▸ Selected excerpt
((

This year we have committed to growing even more food on our farm than we have in the past, which precipitated a need for more help to handle the additional weeding, harvesting, more weeding etc. Like most years, I have a big appetite for planting and while I do plan, the amount of work is often deemphasized while planning. As is often the case, the work is always considerably more.

This year we were fortunate to have a gaggle of teenage boys apply and I hired them. Strong young men who would like to earn some money. The challenge is that they were still in school and could only really work on Saturdays. This all changes this week and none too soon, because the weeds are coming with all the rain we got last week and the sun we got after that!

Normally, our family and a helper try to handle most of the farming chores, but this year I decided to add some help with the increased farming we added. And it was a good thing. With the wet April and the warm May, we were forced to pack a lot of farming into a fairly small weather window. This means that there is a ton of good work for those young men and our family.

))

▸ Extracted records
((

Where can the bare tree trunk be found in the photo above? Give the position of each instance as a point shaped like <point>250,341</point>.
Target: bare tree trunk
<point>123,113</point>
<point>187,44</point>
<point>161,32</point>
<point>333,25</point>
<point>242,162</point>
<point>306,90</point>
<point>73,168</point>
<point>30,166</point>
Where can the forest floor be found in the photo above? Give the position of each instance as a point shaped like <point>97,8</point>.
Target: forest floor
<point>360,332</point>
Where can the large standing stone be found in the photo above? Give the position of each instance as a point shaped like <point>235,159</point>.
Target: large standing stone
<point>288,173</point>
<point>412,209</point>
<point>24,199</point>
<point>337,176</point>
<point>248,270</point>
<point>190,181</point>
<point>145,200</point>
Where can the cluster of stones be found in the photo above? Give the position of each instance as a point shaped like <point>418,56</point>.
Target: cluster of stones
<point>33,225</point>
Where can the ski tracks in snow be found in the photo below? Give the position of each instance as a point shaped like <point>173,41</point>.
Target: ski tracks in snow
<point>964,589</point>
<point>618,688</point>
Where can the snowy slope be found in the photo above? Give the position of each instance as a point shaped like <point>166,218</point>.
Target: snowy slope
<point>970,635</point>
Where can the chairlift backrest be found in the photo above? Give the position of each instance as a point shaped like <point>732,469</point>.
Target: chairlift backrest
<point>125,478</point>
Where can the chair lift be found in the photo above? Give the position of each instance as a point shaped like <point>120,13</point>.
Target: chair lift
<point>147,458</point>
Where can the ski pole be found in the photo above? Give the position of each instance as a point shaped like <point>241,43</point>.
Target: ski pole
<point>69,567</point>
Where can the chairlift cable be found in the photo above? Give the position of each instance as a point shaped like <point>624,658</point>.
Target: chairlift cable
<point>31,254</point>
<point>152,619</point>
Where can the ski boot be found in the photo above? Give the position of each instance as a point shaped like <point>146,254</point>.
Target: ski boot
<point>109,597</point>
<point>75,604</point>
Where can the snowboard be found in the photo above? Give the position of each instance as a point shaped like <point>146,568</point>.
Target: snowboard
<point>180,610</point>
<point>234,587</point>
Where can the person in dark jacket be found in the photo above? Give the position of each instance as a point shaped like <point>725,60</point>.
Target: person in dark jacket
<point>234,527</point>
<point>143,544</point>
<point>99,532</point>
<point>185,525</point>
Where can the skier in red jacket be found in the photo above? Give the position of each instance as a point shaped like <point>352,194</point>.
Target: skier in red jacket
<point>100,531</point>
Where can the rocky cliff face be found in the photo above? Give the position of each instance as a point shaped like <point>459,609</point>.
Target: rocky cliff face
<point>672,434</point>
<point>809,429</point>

))

▸ Questions
[1] Translate this sentence from the piece about extra farm help into Spanish: "This year we were fortunate to have a gaggle of teenage boys apply and I hired them."
[2] Write a continuation of the piece about hiring extra help on the farm, starting after its last sentence.

▸ Exercise responses
[1] Este año tuvimos la suerte de que un buen grupo de chicos adolescentes presentara su solicitud, y los contraté.

[2]
Even more providential is that about two weeks ago I twisted my knee and have been unable to farm. I went from 12,000 steps a day to 100 steps overnight and have been limping along ever since. Oh, I miss farming, but having hired those young men plus John, our full-time farm hand, things have been trucking along. I have moved more towards managing the farm and doing less “farming”.

Even though I am a lame farmer for the foreseeable future, I am a “thankful” lame farmer and have been able to focus on some other important things like spending time with my children and grandchildren. As you might imagine during this season, I would rarely stop moving from sun up to sun down. But, this year I have been practicing how to SIT! My mom will attest that I came out of the womb and never stopped moving. So, this has been a big change for me.

I have had a chance to test a hypothesis though. I have often thought that weight loss has more to do with what a person eats than exercise. I believe in exercise, but now that I am a “lame” farmer, I got to test this hypothesis out. I know that a lot of people who tend to live a more sedentary lifestyle tend to gain weight (eek!). I am happy to report that I actually lost a little weight over the last three weeks, even though my physical activity has been sharply curtailed. I didn’t eat less or differently, just continued to eat a diet rich in plants. I am looking forward to getting back to farming, but as “luck” would have it, I have a great farm crew that has stepped up!